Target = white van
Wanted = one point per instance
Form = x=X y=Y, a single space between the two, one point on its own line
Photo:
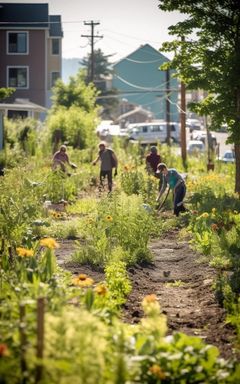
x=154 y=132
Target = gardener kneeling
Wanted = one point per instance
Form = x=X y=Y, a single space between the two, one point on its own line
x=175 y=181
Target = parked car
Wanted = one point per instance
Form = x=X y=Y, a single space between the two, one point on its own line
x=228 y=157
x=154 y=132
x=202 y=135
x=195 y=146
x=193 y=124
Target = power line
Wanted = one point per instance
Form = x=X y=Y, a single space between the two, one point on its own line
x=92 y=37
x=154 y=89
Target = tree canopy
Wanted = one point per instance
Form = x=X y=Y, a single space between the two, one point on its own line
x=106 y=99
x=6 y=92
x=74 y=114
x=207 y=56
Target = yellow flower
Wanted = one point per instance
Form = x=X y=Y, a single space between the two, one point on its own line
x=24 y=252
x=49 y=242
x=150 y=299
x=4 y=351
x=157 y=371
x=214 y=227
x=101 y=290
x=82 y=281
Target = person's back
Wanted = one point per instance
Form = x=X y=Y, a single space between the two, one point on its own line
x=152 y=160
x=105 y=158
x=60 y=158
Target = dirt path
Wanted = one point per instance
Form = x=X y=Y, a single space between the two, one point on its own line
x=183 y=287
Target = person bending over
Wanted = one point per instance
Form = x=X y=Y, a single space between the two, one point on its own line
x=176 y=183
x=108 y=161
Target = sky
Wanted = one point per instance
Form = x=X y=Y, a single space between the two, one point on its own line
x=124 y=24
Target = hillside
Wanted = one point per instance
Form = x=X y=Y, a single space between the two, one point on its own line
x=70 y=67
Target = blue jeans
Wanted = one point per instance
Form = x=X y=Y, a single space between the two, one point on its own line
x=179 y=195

...

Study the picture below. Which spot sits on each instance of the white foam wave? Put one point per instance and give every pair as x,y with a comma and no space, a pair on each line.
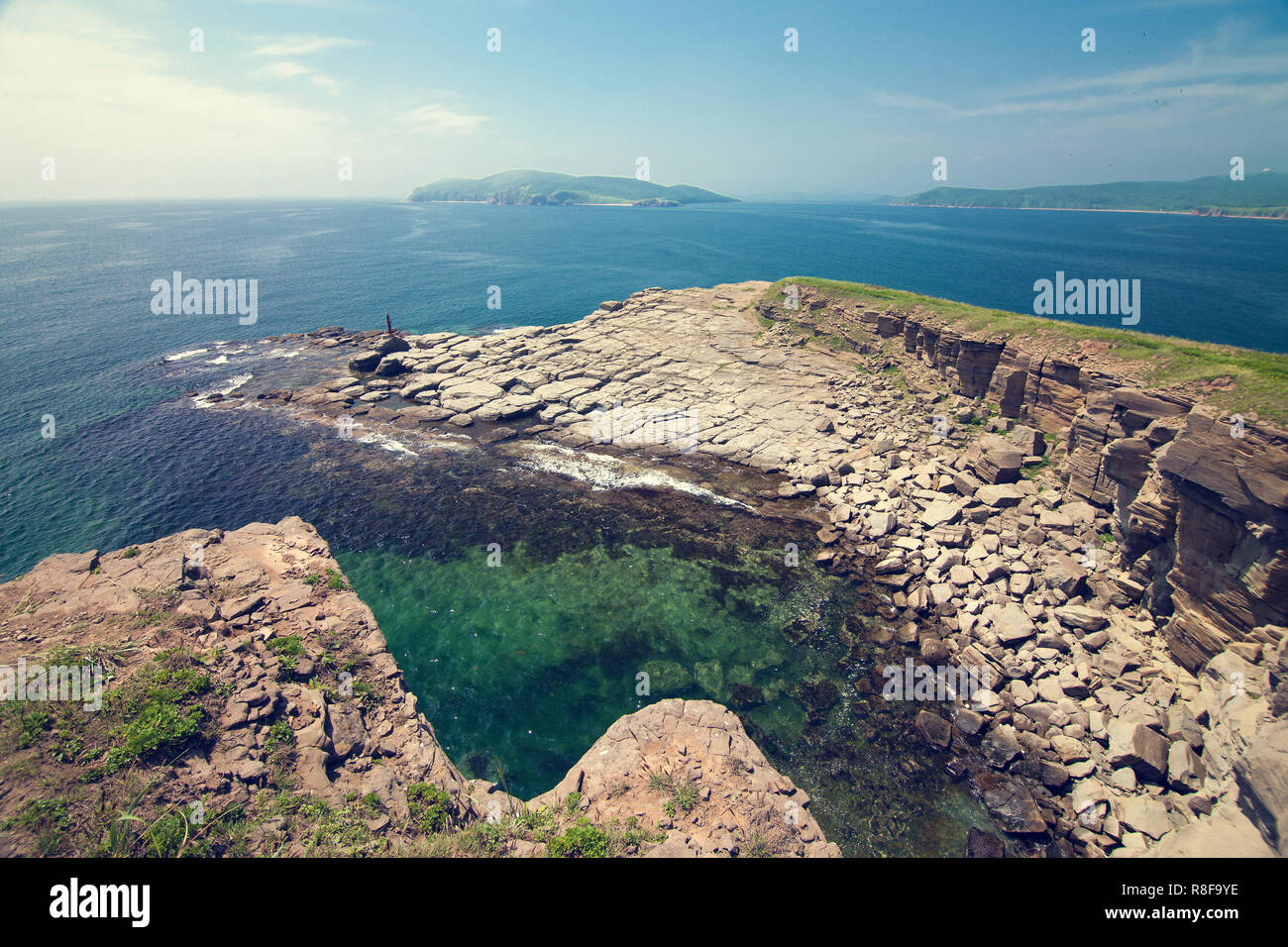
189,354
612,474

* * *

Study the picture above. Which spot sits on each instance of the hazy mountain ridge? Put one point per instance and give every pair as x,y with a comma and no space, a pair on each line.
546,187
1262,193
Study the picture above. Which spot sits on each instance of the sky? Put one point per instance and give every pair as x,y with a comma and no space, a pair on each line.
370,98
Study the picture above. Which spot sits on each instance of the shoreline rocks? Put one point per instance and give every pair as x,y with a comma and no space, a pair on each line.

Exercise description
Reproduce word for word the lines of the records above, starting at the line that has "Target = person's back" and stopping after the line that has "x=108 y=161".

Answer to this task
Target = person's back
Wanted = one point per instance
Form = x=X y=Y, a single space between the two, one point on its own line
x=152 y=160
x=105 y=158
x=60 y=158
Target = dirt path
Wanted = one point per instance
Form = x=X y=Y, a single space between the two, one point on its own line
x=183 y=287
Target = person bending over
Wanted = one point per instance
Form = x=X y=Y, a single space between the two, one point on its own line
x=176 y=183
x=108 y=161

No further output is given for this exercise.